The legislation from Rep. Stephanie Klick (R)—which would also replace the THC cap that was established under the state’s existing limited medical cannabis law—cleared the House Public Health Committee about a week after members took testimony on the proposal in an initial hearing.

This development comes weeks after a separate House committee unanimously approved a bill to decriminalize cannabis possession in the state while provide a pathway for records expungement.

The medical marijuana expansion legislation, meanwhile, would replace the one percent THC cap for cannabis oil from with a volumetric dose of 10 milligrams. As introduced, the bill would have increased the limit to five percent THC content, but the committee adopted a substitute amendment that contains the switch to the volumetric dose method.

It would also add a tenth condition that qualifies patients for low-THC marijuana products: “A condition that causes chronic pain, for which a physician would otherwise prescribe an opioid.”

Importantly, the bill further stipulates that regulators at the Department of State Health Services (DSHS) could approve, through rulemaking, additional debilitating medical conditions to qualify patients for the cannabis program. If enacted, the bill would take effect starting on September 1, 2023.

Under current law, patients can qualify for low-THC medical cannabis if they have epilepsy, a seizure disorder, multiple sclerosis, spasticity, amyotrophic lateral sclerosis, autism, cancer, an incurable neurodegenerative disease or post-traumatic stress disorder.

Texas NORML Executive Director Jax James told Marijuana Moment that advocates “feel confident” that the expansion bill will be approved on the House floor after clearing committee.

“However, we encourage our fellow Texans to reach out to their representatives in support of this legislation, as well as their senators in expectation of it crossing over,” she said. “The legislature moves quickly and we must ensure these important changes are codified for Texas patients.”

While advocates would like to see the conservative legislature enact more holistic medical cannabis legislation, or end prohibition altogether, the committee-passed measure does represent a significant expansion, while also recognizing the potential of cannabis as an opioid alternative.

The text of the substitute amendment adopted ahead of Monday’s panel vote is not yet available, so it’s not immediately clear if there were other substantive changes made to the bill. The revised measure now heads to the Calendars Committee to be scheduled for floor action.

> [Supplied information]
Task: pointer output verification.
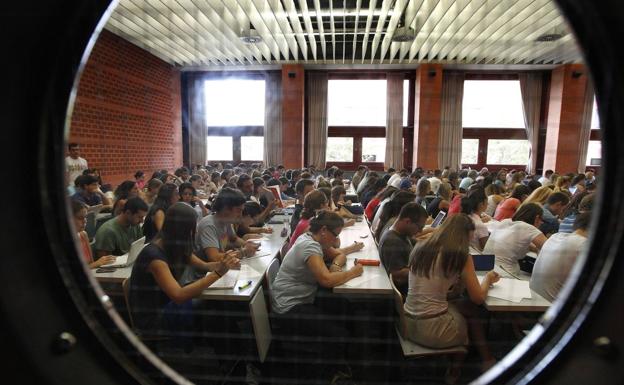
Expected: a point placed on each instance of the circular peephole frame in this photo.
(47, 309)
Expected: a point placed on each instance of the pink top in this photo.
(301, 228)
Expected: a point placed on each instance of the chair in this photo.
(411, 349)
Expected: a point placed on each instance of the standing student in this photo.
(397, 242)
(513, 238)
(116, 235)
(79, 211)
(435, 265)
(167, 196)
(157, 301)
(74, 164)
(558, 255)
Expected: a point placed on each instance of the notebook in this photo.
(228, 281)
(131, 256)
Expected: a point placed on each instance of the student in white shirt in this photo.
(474, 205)
(558, 255)
(513, 238)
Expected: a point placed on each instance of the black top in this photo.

> [Activity A] In the passage on the Texas medical cannabis expansion bill, on what date would the bill take effect if enacted?
> [Activity B] Continue the passage on the Texas medical cannabis expansion bill, picking up after its final sentence.

> [Exercise response A] September 1, 2023.

> [Exercise response B]
The full Texas House approved a cannabis decriminalization bill in 2019, but it did not advance in the Senate that session. Lawmakers have since been unable to pass additional expansive cannabis bills in recent sessions.

For his part, Gov. Greg Abbott (R) said that he doesn’t believe people should be incarcerated over low-level marijuana possession. However, the governor incorrectly suggested last year that lawmakers have already adopted the policy statewide.

House Speaker Dade Phelan (R) said in September that he will work to enact criminal justice reform in the 2023 session, and he again expressed support for lowering penalties for marijuana possession.

The Texas Republican Party adopted a platform plank endorsing decriminalization of marijuana possession in 2018, but that was later rescinded.

A poll released earlier this month found that a majority of Texas voters say that the state’s marijuana laws should be “less strict.”

Also this month, Texas lawmakers filed three bills aimed at expanding research on the therapeutic benefits of psychedelics. Those measures, if enacted, would build on a modest psychedelics study law enacted last session.

Meanwhile, there’s also been a surge of local action on marijuana issues under home rule laws in Texas over recent years.

Major cities like Austin have already enacted decriminalization locally at the ballot, and voters passed the reform in five other Texas cities this past November.

San Antonio voters will see a measure on their May ballot to decriminalize marijuana, prevent the enforcement of abortion restriction laws and ban no-knock warrants.